Nel 2015, ecco presentarsi l’opportunità della vita, impossibile da rifiutare, nonostante un buon lavoro a due passi da casa e una famiglia che iniziava a crescere. «Mi hanno offerto un’assunzione - racconta Michele - per lavorare a un progetto per cui già collaboravo sul tema della protonterapia, in questa azienda di Ginevra nata all’interno del Cern come “technology transfer”, una realtà nuova, incaricata di sfruttare le tecnologie sviluppate dal laboratorio di fisica delle particelle, per altri obiettivi, in questo caso nel campo della medicina». Un treno di quelli che non passano di frequente nella vita, neppure in quella di un ingegnere giovane e preparato. «Pur con la famiglia installata a Bergamo - Giulia, mia moglie, è un medico e lavorava all’ospedale Papa Giovanni XXIII nell’équipe del professor Fagiuoli - ho deciso di accettare - dice ancora Michele -. Non è stata una scelta facile. Per un anno ho fatto il pendolare, cercavo di tornare per weekend lunghi e di lavorare almeno un giorno dall’Italia. Finché non abbiamo deciso di trasferirci».

Ed è un giorno che non si può dimenticare, quello del viaggio che ti porta, forse per sempre, lontano dalla tua terra. «Era il 2 gennaio 2017 - ricorda Michele -. Siamo partiti con due macchine cariche di valigie e due figli. La nostra avventura è iniziata così. Giulia per un anno si è dedicata a studiare la lingua e adesso lavora nell’ospedale cantonale universitario di Ginevra, il più importante della zona. Trovare un asilo nido per Luca, che oggi ha 6 anni, non è stato facile. Ma ora sono lui e Marta, 9 anni, che ci correggono quando parliamo in francese». La mancanza della famiglia d’origine è il sentimento che accomuna Michele a tutti coloro che per lavoro vivono lontano: «Non poter contare sui nonni, anche per i miei figli, è stato difficile - ammette - per questo cerchiamo di essere presenti il più possibile io e mia moglie. Ad ogni modo, abbiamo trovato tanta solidarietà tra i nostri vicini. Il livello di integrazione è altissimo, in città vive il 40% di persone che arrivano da fuori: nella mia azienda sono presenti 26 nazionalità - anche se di recente abbiamo assunto un ragazzo di Bergamo, che è stato un mio studente all’università -. Conoscere tutte le culture del mondo è importante, s’ impara ad avere rispetto per tutti, senza perdere la propria identità».

◆ ◆ ◆ ◆ ◆ ◆ ◆

Dettagli del problema: Prosegui il brano sul trasferimento di Michele a Ginevra dal punto in cui si interrompe. Queste voci non servono per svolgere il compito.

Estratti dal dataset
◆ ◆ ◆ ◆ ◆ ◆ ◆

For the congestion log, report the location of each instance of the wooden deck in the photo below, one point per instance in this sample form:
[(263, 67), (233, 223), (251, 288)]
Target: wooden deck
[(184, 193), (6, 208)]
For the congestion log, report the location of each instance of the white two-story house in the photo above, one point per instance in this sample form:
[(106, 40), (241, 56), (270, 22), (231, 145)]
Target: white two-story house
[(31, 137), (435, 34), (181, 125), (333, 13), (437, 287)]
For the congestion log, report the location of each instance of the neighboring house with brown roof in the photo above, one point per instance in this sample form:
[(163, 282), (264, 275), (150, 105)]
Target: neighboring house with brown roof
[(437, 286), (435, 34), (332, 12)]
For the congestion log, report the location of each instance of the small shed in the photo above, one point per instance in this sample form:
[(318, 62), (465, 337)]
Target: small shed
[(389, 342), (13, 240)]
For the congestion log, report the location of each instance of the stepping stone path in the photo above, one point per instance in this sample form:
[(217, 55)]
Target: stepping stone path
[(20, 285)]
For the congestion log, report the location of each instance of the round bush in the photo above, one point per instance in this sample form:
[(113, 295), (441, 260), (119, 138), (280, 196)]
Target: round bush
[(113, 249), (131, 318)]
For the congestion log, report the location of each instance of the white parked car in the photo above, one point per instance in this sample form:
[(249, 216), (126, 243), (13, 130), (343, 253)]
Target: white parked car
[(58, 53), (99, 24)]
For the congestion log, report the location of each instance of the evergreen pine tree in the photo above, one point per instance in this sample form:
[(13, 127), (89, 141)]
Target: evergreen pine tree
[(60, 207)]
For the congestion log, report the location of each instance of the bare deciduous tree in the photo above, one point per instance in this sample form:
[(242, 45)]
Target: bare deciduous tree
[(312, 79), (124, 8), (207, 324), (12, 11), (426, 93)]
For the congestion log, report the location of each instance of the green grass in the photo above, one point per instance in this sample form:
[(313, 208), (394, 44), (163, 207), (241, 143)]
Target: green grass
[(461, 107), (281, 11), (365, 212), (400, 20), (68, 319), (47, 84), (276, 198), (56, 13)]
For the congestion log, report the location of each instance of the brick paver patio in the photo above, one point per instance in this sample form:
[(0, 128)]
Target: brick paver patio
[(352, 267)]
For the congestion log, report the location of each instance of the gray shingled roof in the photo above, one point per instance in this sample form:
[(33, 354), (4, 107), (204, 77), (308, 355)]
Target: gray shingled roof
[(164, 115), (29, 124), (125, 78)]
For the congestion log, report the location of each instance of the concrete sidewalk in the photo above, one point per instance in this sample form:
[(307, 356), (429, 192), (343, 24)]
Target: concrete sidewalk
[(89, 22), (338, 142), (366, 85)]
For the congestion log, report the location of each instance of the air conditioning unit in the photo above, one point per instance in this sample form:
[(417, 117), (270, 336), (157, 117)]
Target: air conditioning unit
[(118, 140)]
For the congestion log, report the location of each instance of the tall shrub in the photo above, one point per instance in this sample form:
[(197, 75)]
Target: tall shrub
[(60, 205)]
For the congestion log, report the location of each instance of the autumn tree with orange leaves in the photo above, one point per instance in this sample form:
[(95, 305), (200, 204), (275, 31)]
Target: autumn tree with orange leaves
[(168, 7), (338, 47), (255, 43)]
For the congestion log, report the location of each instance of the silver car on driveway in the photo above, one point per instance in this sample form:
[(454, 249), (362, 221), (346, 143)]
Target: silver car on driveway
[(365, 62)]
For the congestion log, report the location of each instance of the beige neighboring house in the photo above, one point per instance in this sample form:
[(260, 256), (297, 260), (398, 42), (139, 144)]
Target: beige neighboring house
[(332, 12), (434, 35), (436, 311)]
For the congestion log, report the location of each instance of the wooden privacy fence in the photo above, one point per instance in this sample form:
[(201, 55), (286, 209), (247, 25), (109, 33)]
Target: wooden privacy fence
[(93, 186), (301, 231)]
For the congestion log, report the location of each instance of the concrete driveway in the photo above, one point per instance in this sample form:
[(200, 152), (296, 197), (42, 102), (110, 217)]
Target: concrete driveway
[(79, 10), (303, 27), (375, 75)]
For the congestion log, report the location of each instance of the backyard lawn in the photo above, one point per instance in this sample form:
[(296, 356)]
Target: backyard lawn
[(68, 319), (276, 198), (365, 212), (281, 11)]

◆ ◆ ◆ ◆ ◆ ◆ ◆

Risposta al compito:
E nonostante non si riesca a trovare - nella città che è sede di tante organizzazioni internazionali - neppure un bar capace di servire un caffè che possa definirsi “decente”, vivere a Ginevra non è poi così male, secondo Michele: «La presenza dell’acqua è importante - racconta - qui c’è il lago e nasce il Rodano: d’estate la gente gira in costume, fa il bagno in città e nessuno si azzarda a giudicare gli altri per come vanno vestiti per strada. Anche noi ne approfittiamo, ogni tanto, per un picnic in spiaggia, magari la sera. Sembra di essere in vacanza e ti aiuta a staccare dai problemi». Del futuro non c’è certezza, ma quello di Michele Caldara e della sua famiglia sembra essere segnato: «Stiamo cercando di costruirlo qui, anche e soprattutto per dare un’opportunità in più ai nostri figli. Ma teniamo molto al fatto che mantengano forte un legame con l’Italia e con Bergamo.

In questi anni, poi, stiamo scoprendo da turisti posti che non conoscevamo. Quattro ore di macchina non sono tante e, oltre alle vacanze, cerchiamo di tornare almeno una volta ogni tre mesi, anche se in questo periodo non è facile». Già, il Covid, la pandemia che ha ristabilito le frontiere e riacutizzato le distanze. Il virus non ha risparmiato neppure la precisa e ordinata Svizzera: «I politici non sono tanto diversi da quelli italiani - assicura Michele -. Qui però hanno la capacità di pianificare e di prevedere qualsiasi scenario in anticipo. Sono molto più preparati di noi e hanno messo in campo un’organizzazione ammirevole, soprattutto a livello sanitario. Dopodiché, nonostante il mezzo lockdown in vigore in queste settimane, non c’è il divieto di stare chiusi in casa; ci si affida al buonsenso, ci sono regole molto chiare e semplici, ci sono i controlli e la gente è molto rispettosa».